◆ THE TASK ◆
For the data below, report how many lines include the word "whitewall", and write nothing else.

◆ INFORMATION SUPPLIED ◆
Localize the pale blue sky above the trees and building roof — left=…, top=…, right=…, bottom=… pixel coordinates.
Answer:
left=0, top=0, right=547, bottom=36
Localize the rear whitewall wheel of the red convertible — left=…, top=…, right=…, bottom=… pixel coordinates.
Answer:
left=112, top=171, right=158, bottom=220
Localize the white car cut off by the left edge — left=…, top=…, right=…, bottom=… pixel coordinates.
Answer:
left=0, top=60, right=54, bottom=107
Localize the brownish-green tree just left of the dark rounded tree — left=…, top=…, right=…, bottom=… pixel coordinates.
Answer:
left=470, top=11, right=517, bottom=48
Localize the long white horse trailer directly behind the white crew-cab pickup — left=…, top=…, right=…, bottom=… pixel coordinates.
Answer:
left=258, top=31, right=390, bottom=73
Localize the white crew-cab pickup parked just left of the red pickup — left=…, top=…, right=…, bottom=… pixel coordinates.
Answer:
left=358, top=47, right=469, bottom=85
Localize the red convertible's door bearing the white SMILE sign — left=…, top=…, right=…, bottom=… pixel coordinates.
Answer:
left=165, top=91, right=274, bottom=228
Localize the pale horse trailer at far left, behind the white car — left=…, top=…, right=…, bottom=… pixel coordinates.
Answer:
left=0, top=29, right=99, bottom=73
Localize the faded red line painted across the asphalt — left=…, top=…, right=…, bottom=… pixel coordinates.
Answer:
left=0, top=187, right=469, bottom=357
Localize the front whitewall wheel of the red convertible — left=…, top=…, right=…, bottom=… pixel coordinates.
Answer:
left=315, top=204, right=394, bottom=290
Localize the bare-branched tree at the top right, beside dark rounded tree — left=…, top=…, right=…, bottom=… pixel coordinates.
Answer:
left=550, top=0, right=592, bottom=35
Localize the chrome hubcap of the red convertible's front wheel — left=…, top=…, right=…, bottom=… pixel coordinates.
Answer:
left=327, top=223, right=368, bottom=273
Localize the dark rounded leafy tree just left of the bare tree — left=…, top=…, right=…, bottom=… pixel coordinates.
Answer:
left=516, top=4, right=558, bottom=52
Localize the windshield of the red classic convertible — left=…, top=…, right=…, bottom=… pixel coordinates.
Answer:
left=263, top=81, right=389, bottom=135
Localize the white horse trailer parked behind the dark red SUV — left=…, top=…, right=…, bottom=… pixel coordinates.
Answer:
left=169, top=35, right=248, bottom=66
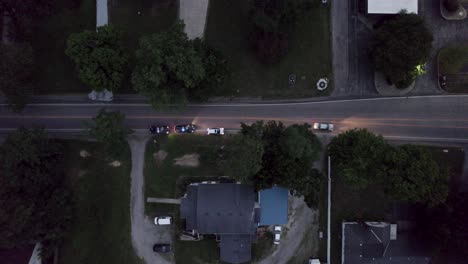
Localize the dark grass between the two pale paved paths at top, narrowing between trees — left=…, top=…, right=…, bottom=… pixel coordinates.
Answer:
left=109, top=0, right=178, bottom=93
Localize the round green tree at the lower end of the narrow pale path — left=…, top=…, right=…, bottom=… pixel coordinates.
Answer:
left=65, top=26, right=128, bottom=91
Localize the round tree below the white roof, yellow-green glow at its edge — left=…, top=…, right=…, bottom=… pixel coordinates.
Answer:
left=372, top=13, right=433, bottom=88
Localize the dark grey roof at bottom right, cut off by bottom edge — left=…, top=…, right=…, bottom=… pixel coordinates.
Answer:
left=342, top=222, right=431, bottom=264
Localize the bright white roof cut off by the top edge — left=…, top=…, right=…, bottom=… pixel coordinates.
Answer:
left=367, top=0, right=418, bottom=14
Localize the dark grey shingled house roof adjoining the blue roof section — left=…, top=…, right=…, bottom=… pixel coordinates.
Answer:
left=180, top=183, right=260, bottom=263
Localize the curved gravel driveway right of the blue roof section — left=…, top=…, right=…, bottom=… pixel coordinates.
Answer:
left=258, top=197, right=318, bottom=264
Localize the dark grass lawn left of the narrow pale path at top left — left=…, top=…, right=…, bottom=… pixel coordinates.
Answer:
left=31, top=0, right=96, bottom=94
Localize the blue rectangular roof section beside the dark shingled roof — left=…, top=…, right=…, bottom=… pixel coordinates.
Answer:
left=258, top=186, right=288, bottom=226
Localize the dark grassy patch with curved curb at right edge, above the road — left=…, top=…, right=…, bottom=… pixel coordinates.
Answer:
left=438, top=45, right=468, bottom=93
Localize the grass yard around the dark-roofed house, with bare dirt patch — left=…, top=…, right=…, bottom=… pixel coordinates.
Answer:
left=144, top=135, right=272, bottom=264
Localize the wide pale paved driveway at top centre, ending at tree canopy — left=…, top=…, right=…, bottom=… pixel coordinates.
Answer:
left=179, top=0, right=208, bottom=39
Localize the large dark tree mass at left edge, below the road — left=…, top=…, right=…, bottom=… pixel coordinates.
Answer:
left=0, top=128, right=71, bottom=248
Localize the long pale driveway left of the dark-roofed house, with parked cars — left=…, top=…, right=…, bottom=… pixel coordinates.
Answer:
left=129, top=135, right=171, bottom=264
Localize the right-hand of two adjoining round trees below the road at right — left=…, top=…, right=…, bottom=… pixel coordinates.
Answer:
left=385, top=145, right=448, bottom=206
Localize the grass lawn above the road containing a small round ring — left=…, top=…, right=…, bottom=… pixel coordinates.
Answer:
left=205, top=0, right=332, bottom=98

◆ WRITTEN ANSWER ◆
2